- [Consigne]: Recopiez les lignes en partant du début des items et en terminant par la ligne contenant "[[503,54],[580,63],[580,3],[508,0]]", les deux bornes comprises et les énoncés inclus, en décalant de -150 chaque coordonnée des contours de réponse, sans modifier ni les énoncés ni les modèles de format. Omettez les images dans la réponse.

- [Items fournis]:

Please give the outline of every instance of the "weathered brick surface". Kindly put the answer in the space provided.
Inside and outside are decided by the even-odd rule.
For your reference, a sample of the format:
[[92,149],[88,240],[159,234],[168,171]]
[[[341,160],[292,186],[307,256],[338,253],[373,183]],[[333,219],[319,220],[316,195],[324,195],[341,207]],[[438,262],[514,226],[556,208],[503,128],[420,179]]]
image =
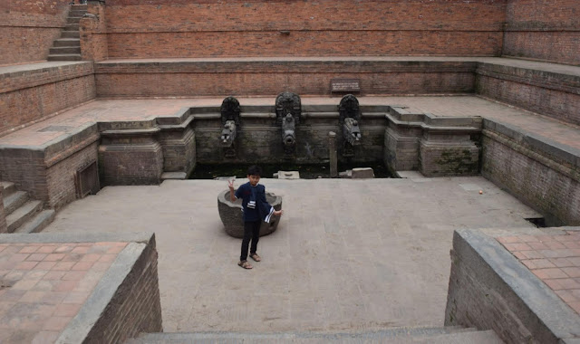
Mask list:
[[[338,114],[334,124],[329,119],[302,119],[295,130],[296,145],[293,161],[304,164],[320,164],[329,161],[328,132],[342,133]],[[220,145],[221,122],[219,119],[196,120],[197,162],[201,164],[285,162],[282,142],[282,128],[275,119],[260,119],[245,118],[236,139],[237,156],[226,158]],[[351,161],[382,161],[384,141],[384,119],[362,118],[360,121],[362,137],[361,146],[354,148]],[[336,137],[338,159],[345,161],[343,139]]]
[[105,12],[109,58],[491,56],[505,2],[109,1]]
[[102,186],[160,184],[161,145],[152,138],[104,139],[99,146]]
[[152,241],[83,342],[122,343],[140,332],[163,331],[157,257]]
[[580,124],[580,78],[539,70],[480,63],[476,91],[572,124]]
[[503,54],[580,63],[580,3],[508,0]]
[[[361,94],[474,91],[474,62],[385,61],[98,63],[99,97],[331,94],[334,78],[361,80]],[[163,85],[163,87],[159,87]]]
[[87,12],[93,17],[81,19],[81,53],[82,60],[102,61],[109,56],[105,10],[101,4],[91,4]]
[[46,60],[66,22],[69,0],[0,3],[0,65]]
[[47,168],[47,203],[50,207],[58,209],[76,199],[76,171],[97,160],[98,142],[93,139],[89,146],[77,148],[79,150],[72,155]]
[[[499,142],[499,139],[503,142]],[[537,149],[484,130],[482,175],[555,225],[580,224],[580,171]]]
[[473,142],[430,142],[419,145],[420,173],[425,177],[475,176],[479,173],[479,149]]
[[0,134],[96,95],[91,63],[0,75]]
[[[0,185],[0,199],[3,199],[4,186]],[[4,212],[4,202],[0,202],[0,233],[8,232],[6,227],[6,217]]]
[[493,330],[508,343],[558,342],[513,286],[457,232],[453,234],[445,325]]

- [Réponse attendue]:
Please give the outline of every instance of the "weathered brick surface". Kindly put the answer in the space provided.
Inside and outside are decided by the even-odd rule.
For your reference, a sample of the format:
[[92,149],[88,240],[159,234],[168,171]]
[[[341,160],[292,186],[307,256],[338,253],[373,183]],[[333,219],[319,220],[316,195],[324,195],[341,207]],[[438,262],[514,226],[556,208],[503,128],[420,179]]]
image =
Mask list:
[[[188,-36],[184,-26],[179,-31],[152,-31],[145,-20],[146,-5],[143,11],[154,14],[170,14],[179,11],[178,-18],[192,-17]],[[70,-5],[71,-28],[69,-31],[46,-30],[47,12],[51,14],[135,12],[132,-8],[132,-22],[125,-31],[110,-31],[95,-32],[86,-11],[87,6],[76,8]],[[201,11],[232,11],[234,-9],[234,-31],[212,-32],[210,-29],[212,-13],[211,-4],[204,-2]],[[186,-13],[188,9],[195,11],[193,-11]]]
[[-45,-138],[-41,-92],[341,-94],[355,-148],[-41,-149]]
[[-48,36],[10,34],[11,-5],[2,-12],[-46,-11],[-51,-4]]
[[2,91],[-67,192],[-28,193],[-10,182],[13,181],[7,107]]
[[430,-26],[430,-72],[389,-80],[330,-87],[326,-59],[422,-26]]
[[353,-96],[430,-87],[430,-147],[358,-150]]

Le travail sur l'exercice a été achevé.